**TEXTE DONNÉ**
________________________________________

Quand peut on parler d'un homme politique qui a réussi ? A la fin de sa carrière, lorsqu'il prend sa retraite, l'homme politique peut-il se dire "j'ai bien agi pour mon pays" ? Ainsi, Edouard Balladur ne souhaite pas se représenter lors des prochaines élections législatives. A 78 ans tout de même, l'heure de la retraite sera arrivée pour lui. Dans le domaine politique, il aura été député, ministre des finances et Premier ministre, et aura été également candidat à la présidence de la région Ile de France, à la mairie de Paris et bien sûr à la Présidence de la République. Il fait partie d'une époque, entre le pompidolisme et le sarkozysme, avec une carrière parallèle à celle de Jacques Chirac. Et chaque époque est marquée d'une certaine façon par les personnalités qui sont au pouvoir : elles passent, la France reste, de toutes façons il faut bien qu'il y ait un dirigeant, au fil du temps l'information devient "qui était au pouvoir à cette époque" plutôt que "la personne qui était au pouvoir a-t-elle réussi ce qu'elle a entrepris".

Malgré tous les clichés, lorsque l'on se lance dans la vie politique, il y a tout de même une envie de bien faire et d'améliorer les choses pour ses concitoyens. Mais le fait est qu'ils sont difficiles à contenter, un problème en chassant un autre. L'insécurité apparaît moins forte ? La priorité devient alors la lutte contre le chômage. Le chômage diminue, en partie par le recours à des contrats de travail flexibles ? La précarité devient insupportable. Si le CDI à temps complet venait à redevenir la règle, cela ne ferait que raviver les plaintes sur le niveau du pouvoir d'achat. Cela peut continuer longtemps comme cela, et c'est d'ailleurs bien compréhensible. Les pays riches peuvent se permettre de polémiquer sur tous les sujets, l'essentiel étant qu'il y ait quelque chose dont on peut polémiquer. Aux Etats-Unis, en absence de guerre, les débats font rage sur l'avortement ou l'opportunité d'une loi visant à réprimer ceux qui brûlent le drapeau national. Si un Président peut vouloir rassembler son peuple, celui-ci reste toujours très divisé, et l'action d'une personnalité politique ne fait donc jamais l'unanimité. Au contraire même, en prenant des décisions il est extrêmement difficile de contenter tout le monde sur tous les points. Un bilan est donc fait d'ombres et de lumières, et la persistance de difficultés donne l'impression d'échecs insupportables. Raymond Barre, Valéry-Giscard d'Estaing ou François Mitterrand ont du se poser la question de l'efficacité de leur action, ou bien se la posent toujours. Et si jamais ils arrivaient à relativiser suffisamment pour ne pas revenir sur le passé, d'autres n'hésitent pas à mettre le doigt là où ça fait mal. C'est bien pour cela qu'une sortie de la vie politique laisse toujours un goût amer, quelles que soit les choses qui ont été accomplies. Le général de Gaulle lui-même a quitté le pouvoir sous un désaveu de la population française, malgré son statut et ce qu'il avait fait pour la France. Quant à Pierre Bérégovoy, la question prend une tournure cruelle...

________________________________________

**DONNÉES**

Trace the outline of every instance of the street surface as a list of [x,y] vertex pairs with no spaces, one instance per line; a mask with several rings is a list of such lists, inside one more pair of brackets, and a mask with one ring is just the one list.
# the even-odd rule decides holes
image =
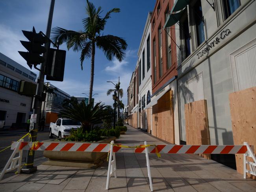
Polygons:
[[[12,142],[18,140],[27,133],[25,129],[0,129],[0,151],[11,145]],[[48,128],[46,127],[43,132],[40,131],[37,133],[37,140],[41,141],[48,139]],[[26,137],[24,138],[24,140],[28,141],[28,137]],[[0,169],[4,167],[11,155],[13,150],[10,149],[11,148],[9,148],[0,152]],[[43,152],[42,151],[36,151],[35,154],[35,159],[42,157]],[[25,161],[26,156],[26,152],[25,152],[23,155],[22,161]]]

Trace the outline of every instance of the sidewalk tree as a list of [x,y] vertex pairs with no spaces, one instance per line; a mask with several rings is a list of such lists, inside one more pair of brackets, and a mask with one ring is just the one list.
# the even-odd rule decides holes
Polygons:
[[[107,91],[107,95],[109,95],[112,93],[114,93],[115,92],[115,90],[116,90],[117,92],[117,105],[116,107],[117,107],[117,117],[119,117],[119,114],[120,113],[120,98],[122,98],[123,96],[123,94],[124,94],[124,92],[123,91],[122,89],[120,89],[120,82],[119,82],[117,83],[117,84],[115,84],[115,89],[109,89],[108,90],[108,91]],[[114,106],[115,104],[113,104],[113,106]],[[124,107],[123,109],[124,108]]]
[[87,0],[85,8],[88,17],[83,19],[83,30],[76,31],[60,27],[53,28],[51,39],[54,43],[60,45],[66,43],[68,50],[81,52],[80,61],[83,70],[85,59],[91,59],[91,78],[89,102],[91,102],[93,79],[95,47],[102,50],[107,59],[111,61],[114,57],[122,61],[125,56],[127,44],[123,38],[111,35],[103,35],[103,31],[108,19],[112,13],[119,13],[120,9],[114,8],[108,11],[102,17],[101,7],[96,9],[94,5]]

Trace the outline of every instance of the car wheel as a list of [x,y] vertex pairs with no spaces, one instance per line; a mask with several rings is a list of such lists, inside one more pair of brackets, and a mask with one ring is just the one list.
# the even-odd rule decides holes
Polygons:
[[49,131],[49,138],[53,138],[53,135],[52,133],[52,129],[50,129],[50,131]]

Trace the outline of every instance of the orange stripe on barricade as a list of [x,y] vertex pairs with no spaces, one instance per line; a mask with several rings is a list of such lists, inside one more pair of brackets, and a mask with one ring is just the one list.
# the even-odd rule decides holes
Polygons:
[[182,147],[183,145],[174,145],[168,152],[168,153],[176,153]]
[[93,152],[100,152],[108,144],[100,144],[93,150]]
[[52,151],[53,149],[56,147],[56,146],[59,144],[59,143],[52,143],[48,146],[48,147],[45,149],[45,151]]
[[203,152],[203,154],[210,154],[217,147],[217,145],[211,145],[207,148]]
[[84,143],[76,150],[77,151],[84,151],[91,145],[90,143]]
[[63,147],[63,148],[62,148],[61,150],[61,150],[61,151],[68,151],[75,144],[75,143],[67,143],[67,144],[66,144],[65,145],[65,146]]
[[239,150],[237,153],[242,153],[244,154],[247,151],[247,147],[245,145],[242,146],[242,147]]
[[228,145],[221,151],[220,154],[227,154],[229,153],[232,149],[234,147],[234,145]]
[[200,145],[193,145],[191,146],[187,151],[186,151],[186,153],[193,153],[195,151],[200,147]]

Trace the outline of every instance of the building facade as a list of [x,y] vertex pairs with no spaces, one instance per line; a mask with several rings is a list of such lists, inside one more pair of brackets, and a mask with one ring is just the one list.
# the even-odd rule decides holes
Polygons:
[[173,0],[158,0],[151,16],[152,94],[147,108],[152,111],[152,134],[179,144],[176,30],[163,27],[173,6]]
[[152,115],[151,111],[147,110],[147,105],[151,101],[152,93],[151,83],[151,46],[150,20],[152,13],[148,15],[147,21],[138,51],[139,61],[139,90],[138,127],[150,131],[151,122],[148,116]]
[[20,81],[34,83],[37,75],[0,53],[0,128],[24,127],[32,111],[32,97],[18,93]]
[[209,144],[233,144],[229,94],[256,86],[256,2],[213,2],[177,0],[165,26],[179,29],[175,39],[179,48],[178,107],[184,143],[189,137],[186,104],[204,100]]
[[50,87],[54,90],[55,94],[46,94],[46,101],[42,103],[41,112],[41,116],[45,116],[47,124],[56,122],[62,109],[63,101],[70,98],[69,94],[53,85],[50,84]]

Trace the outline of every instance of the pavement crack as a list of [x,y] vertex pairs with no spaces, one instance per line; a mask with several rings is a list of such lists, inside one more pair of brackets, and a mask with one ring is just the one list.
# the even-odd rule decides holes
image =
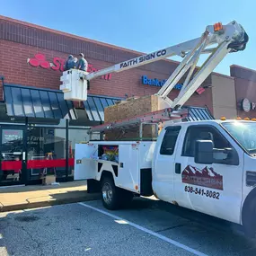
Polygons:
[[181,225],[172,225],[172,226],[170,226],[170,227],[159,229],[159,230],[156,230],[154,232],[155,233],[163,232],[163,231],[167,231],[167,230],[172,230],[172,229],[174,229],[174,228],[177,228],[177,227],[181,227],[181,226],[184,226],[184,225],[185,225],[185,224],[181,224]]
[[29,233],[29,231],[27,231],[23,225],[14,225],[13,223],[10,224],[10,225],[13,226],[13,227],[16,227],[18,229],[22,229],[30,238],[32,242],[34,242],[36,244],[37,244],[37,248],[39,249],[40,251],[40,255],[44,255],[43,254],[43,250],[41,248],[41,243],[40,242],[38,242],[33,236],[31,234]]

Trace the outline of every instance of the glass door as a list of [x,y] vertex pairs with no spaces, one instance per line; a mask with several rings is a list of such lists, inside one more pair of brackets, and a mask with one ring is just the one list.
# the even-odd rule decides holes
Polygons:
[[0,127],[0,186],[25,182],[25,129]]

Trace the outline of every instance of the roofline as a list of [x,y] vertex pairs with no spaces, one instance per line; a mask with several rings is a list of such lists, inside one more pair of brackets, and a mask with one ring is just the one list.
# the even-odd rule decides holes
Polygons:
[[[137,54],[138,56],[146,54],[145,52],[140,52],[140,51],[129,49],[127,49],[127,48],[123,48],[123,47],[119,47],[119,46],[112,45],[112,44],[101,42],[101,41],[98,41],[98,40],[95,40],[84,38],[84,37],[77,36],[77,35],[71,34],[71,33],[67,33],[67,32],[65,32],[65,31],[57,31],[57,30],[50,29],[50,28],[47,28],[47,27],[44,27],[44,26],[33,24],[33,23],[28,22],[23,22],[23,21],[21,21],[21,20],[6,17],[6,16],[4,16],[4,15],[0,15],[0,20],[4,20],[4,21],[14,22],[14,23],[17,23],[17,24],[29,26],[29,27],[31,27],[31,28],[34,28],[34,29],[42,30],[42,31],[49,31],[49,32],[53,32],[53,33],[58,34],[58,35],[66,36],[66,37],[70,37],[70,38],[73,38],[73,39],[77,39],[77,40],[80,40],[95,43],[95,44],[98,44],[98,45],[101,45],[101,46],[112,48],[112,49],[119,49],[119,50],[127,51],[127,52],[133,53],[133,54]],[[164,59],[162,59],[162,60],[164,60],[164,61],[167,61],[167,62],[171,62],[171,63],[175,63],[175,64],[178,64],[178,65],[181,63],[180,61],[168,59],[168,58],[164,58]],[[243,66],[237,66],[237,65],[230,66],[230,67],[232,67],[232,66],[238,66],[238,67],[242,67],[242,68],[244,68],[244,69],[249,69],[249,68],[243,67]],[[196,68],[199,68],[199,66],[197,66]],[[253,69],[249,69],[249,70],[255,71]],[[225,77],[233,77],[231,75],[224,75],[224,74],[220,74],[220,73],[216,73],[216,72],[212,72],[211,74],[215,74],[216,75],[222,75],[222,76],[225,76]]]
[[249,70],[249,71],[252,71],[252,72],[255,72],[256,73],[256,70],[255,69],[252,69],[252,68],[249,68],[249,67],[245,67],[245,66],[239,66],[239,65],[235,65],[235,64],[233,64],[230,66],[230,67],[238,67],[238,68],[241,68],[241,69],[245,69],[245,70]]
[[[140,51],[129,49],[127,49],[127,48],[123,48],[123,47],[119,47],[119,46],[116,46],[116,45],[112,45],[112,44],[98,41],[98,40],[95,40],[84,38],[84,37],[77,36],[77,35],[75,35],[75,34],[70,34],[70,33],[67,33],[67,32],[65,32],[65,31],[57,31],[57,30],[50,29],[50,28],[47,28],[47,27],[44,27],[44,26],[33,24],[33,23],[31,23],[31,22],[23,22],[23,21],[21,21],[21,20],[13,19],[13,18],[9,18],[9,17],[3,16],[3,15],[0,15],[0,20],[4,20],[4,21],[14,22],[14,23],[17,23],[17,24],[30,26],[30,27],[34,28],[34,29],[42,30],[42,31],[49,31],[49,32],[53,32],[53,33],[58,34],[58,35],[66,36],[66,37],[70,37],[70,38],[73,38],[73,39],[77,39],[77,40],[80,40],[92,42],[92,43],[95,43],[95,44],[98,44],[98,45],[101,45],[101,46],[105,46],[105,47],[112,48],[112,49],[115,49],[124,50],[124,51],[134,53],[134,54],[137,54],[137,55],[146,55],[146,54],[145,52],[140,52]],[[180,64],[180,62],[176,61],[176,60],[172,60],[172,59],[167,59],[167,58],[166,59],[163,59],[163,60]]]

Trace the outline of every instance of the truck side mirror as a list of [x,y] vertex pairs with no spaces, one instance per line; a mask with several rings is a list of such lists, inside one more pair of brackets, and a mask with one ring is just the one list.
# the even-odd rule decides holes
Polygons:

________________________________________

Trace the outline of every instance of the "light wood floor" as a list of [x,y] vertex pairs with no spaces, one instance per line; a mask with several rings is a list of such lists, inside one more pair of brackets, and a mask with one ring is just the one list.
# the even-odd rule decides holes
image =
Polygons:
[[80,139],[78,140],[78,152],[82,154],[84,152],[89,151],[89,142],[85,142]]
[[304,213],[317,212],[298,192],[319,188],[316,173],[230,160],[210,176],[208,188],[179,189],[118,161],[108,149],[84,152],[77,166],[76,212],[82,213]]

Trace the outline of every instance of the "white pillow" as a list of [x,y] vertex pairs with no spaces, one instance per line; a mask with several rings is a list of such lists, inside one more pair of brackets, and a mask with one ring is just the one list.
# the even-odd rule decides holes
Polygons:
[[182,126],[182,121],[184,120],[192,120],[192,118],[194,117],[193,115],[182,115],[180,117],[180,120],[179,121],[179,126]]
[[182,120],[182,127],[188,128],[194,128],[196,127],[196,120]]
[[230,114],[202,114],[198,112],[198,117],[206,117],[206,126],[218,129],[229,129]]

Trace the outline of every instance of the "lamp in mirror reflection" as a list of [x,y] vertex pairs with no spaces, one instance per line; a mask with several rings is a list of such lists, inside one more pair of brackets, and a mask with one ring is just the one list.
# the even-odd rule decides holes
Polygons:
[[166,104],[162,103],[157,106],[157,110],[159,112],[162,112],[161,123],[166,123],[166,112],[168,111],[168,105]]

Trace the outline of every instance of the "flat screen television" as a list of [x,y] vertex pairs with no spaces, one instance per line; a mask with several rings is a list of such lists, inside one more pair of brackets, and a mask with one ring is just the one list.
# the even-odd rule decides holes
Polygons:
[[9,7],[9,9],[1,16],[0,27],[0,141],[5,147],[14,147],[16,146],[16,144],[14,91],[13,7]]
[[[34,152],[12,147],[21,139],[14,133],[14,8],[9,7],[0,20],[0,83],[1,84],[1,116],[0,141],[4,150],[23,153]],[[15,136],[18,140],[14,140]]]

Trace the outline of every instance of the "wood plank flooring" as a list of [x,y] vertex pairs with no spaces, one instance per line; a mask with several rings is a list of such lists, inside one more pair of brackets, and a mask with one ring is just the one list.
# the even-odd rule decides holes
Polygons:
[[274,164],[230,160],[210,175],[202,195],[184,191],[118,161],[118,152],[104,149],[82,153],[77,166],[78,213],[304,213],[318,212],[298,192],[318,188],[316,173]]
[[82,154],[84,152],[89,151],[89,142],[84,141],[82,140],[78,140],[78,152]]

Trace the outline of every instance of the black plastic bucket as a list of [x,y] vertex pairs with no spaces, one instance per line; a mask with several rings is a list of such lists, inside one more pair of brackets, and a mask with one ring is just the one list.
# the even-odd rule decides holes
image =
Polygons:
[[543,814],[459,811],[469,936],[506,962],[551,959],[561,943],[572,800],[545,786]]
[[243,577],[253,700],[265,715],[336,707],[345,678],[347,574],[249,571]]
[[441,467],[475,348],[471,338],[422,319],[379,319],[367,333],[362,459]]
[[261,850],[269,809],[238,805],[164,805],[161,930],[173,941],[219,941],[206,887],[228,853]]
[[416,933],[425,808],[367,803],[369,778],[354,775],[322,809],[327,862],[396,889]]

________________________________________

**EXERCICE ÉCRIT 1**
Réécris plus brièvement le paragraphe du texte donné qui commence par « Quand peut on parler ». Conserve ses faits principaux.
**EXERCICE ÉCRIT 2**
Sélectionne dans le listing toutes les lignes où figure la chaîne « mirror », puis recopie-les.

**RÉPONSE COMPLÈTE 1**
Peut-on dire, au moment de sa retraite, qu'un homme politique a réussi ? Edouard Balladur, 78 ans, ne souhaite pas se représenter aux prochaines élections législatives. Il a été député, ministre des finances et Premier ministre. Il a aussi été candidat à la présidence de la région Ile de France, à la mairie de Paris et à la Présidence de la République. Sa carrière, parallèle à celle de Jacques Chirac, appartient à une époque située entre le pompidolisme et le sarkozysme. Avec le temps, on retient surtout qui était au pouvoir à une époque, plutôt que la réussite de ce que cette personne a entrepris.

**RÉPONSE COMPLÈTE 2**
Trace the outline of every instance of the truck side mirror as a list of [x,y] vertex pairs with no spaces, one instance per line; a mask with several rings is a list of such lists, inside one more pair of brackets, and a mask with one ring is just the one list.
Trace the outline of every instance of the "lamp in mirror reflection" as a list of [x,y] vertex pairs with no spaces, one instance per line; a mask with several rings is a list of such lists, inside one more pair of brackets, and a mask with one ring is just the one list.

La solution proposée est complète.